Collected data
━━━━
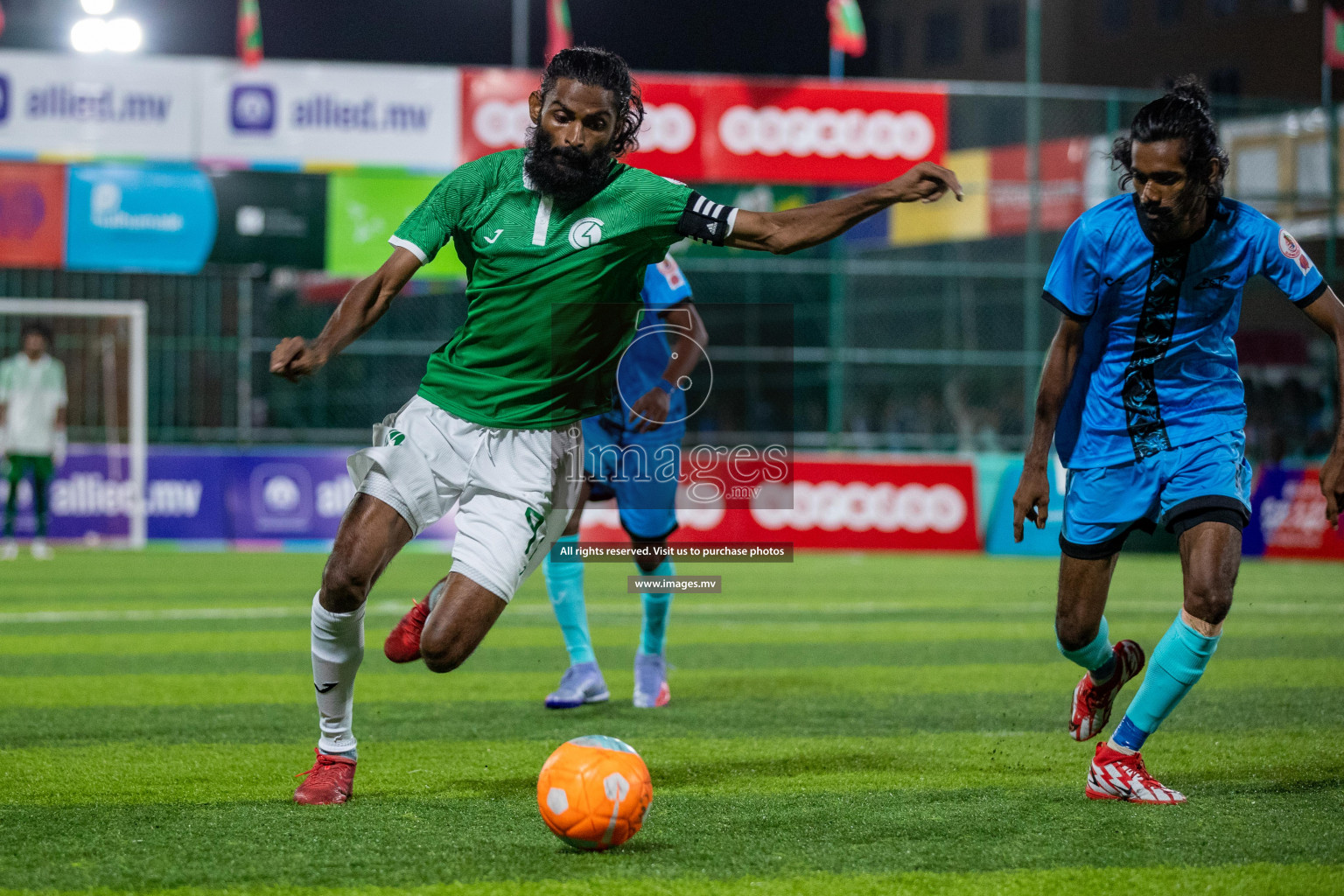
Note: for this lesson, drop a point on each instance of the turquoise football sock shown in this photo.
(656, 610)
(564, 584)
(1178, 662)
(1096, 655)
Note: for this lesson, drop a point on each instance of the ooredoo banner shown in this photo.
(331, 115)
(80, 107)
(732, 130)
(32, 215)
(886, 504)
(1288, 517)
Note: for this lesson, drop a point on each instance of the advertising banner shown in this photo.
━━━━
» SET PROBLEM
Reproduce all of the records above word for word, line for line, leaving out the pictures.

» ANSWER FOR THE TASK
Note: for this lesson, drop a point on each instance of the turquoise football sock shown in this photo.
(656, 610)
(564, 584)
(1178, 662)
(1096, 655)
Note: for this lesson, drop a point on each instance of the ooredoo banner shown in this photo.
(331, 115)
(80, 107)
(732, 130)
(32, 215)
(886, 504)
(1288, 517)
Note: for this lesson, drop a point on each instance of the advertising banner shown in this photo.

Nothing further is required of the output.